_Aim of the task_:
Copy each of the following items line for line, without changing anything.

_Items from a dataset_:
* Begin *

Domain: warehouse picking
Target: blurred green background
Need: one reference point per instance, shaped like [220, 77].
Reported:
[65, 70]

* End *

_Solution below_:
Domain: warehouse picking
Target: blurred green background
Need: one reference point per instance, shaped like [220, 77].
Reported:
[65, 70]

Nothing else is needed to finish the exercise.